• **PROBLEM DESCRIPTION**: Below are the records; copy each line in them that holds the word "wheel".
:: SOURCE DATA
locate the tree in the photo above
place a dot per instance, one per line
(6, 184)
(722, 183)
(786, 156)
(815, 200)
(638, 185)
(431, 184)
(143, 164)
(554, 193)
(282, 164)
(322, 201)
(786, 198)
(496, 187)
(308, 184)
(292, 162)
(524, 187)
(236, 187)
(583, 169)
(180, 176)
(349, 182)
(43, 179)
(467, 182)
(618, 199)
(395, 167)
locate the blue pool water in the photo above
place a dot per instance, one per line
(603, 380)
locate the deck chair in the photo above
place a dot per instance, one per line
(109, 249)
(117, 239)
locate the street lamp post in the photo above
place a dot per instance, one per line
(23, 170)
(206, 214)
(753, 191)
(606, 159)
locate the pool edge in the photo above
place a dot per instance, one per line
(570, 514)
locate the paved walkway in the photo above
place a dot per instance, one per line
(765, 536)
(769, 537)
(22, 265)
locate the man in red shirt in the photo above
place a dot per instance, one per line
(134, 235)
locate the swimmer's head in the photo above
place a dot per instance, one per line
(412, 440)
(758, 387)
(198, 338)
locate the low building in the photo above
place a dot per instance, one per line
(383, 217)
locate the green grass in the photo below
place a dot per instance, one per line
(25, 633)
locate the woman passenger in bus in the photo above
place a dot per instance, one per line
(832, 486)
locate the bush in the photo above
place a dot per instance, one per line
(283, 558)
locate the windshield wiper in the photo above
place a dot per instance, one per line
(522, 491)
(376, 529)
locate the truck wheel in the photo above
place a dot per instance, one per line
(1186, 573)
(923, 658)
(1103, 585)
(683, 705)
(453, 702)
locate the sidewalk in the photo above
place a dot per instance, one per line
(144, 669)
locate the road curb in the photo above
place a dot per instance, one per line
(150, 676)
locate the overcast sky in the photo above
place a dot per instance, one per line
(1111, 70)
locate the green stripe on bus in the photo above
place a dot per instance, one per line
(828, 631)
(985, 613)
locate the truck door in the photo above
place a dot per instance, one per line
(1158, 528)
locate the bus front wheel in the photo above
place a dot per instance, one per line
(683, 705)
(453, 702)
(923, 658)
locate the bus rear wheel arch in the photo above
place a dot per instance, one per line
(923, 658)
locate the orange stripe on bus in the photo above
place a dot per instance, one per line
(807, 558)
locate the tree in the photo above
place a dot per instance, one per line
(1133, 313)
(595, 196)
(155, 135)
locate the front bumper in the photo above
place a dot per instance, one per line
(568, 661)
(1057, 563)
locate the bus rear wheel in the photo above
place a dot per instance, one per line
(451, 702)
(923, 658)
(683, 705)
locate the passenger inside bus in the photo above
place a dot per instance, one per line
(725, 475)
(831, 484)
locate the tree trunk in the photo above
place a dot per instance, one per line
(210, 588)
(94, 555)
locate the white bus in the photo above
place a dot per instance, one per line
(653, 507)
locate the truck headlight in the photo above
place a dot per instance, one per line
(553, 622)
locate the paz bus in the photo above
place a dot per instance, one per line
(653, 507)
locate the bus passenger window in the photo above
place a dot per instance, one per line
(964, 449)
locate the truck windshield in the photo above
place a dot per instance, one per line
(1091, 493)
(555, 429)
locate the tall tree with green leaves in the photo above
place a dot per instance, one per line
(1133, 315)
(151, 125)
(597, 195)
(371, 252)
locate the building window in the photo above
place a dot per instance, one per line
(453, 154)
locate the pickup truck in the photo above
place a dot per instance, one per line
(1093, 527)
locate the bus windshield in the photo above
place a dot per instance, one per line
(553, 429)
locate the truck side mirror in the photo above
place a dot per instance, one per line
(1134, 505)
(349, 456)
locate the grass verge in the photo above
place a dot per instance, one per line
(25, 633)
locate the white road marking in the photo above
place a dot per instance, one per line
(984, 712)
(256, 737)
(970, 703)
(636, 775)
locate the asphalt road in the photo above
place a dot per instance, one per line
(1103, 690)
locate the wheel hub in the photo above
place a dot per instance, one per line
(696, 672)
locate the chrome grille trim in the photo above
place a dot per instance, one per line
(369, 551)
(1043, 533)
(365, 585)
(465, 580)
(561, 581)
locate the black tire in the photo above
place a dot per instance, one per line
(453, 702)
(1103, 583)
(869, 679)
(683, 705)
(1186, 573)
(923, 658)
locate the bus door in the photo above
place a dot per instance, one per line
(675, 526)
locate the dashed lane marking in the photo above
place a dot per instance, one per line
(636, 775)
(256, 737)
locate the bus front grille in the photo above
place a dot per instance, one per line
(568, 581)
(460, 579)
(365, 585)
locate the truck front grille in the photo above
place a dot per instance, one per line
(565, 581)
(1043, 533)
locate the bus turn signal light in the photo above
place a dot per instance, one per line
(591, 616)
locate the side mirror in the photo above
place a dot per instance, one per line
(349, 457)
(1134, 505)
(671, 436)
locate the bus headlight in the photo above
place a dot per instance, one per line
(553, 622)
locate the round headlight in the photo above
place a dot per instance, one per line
::::
• **ANSWER TO THE PROBLEM**:
locate the truck wheel in the photo above
locate the bus front wheel in the photo above
locate the bus rear wheel arch in the photo above
locate the bus rear wheel in the photo above
locate the wheel hub in the photo above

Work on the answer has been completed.